La richiesta:
Citi per intero, senza alcuna modifica, l'annuncio della presentazione di «dire & disdire».

Testo proposto:

Sabato 24 aprile dalle ore 21
Capranica
Enoteca di Cristian
Giulio Laurenti
dire & disdire
Decima pubblicazione della collana di poesia Istantanee. Per l'occasione la copertina è stata stampata, dalla Tipografia S. Pellico (fondata nel 1697), con gli antichi caratteri mobili e completata con l’impressione a colori di un carattere in legno. È un omaggio a Bruno Munari.
Così Antonio Veneziani nel presentare Giulio Laurenti:
Giulio Laurenti è un poeta che da vero ladro di emozioni, dice e disdice, afferma e nega, costruisce per subito disfare. Un po’ surrealista e un po’ intimista, un po’ lirico e un po’ filosofico, un po’ onesto e un po’ baro, insomma un grumo di sogni, parola di Giuseppe Ungaretti.

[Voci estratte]
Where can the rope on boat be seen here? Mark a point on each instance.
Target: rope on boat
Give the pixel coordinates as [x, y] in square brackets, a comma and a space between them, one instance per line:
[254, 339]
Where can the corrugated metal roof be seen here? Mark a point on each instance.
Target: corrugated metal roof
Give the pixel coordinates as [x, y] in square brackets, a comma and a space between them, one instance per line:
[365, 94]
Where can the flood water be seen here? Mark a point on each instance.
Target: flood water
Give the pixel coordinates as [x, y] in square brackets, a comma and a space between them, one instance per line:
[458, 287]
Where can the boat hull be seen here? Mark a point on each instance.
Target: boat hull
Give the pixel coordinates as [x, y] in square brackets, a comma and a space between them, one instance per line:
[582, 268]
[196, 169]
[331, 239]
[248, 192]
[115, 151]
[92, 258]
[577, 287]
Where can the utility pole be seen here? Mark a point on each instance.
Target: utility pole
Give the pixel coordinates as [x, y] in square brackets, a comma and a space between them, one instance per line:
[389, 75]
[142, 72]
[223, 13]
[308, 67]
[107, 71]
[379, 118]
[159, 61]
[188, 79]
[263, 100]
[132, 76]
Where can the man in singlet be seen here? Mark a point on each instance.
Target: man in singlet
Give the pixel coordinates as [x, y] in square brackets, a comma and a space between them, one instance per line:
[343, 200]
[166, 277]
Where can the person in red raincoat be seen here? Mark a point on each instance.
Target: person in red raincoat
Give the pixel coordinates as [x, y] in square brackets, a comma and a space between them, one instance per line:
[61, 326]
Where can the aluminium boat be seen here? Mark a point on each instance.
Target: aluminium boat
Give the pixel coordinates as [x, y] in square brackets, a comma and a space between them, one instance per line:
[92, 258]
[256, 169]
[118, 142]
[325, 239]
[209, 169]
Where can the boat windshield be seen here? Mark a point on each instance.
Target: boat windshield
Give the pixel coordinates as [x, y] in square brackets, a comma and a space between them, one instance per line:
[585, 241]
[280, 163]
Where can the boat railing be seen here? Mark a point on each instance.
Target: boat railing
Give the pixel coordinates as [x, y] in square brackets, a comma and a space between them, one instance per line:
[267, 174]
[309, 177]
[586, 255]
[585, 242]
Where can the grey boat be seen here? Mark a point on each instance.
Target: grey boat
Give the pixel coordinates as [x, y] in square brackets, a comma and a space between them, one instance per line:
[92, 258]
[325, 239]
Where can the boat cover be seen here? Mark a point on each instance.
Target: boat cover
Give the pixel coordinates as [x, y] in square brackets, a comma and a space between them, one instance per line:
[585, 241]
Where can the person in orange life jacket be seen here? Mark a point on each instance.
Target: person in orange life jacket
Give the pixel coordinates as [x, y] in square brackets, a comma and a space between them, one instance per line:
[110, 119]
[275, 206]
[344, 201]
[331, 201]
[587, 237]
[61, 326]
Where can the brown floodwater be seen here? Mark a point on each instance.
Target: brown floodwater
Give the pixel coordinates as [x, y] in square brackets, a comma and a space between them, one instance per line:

Soluzione dell'esercizio:
Sabato 24 aprile dalle ore 21
Capranica
Enoteca di Cristian
Giulio Laurenti
dire & disdire
Decima pubblicazione della collana di poesia Istantanee. Per l'occasione la copertina è stata stampata, dalla Tipografia S. Pellico (fondata nel 1697), con gli antichi caratteri mobili e completata con l’impressione a colori di un carattere in legno. È un omaggio a Bruno Munari.
Così Antonio Veneziani nel presentare Giulio Laurenti:
Giulio Laurenti è un poeta che da vero ladro di emozioni, dice e disdice, afferma e nega, costruisce per subito disfare. Un po’ surrealista e un po’ intimista, un po’ lirico e un po’ filosofico, un po’ onesto e un po’ baro, insomma un grumo di sogni, parola di Giuseppe Ungaretti.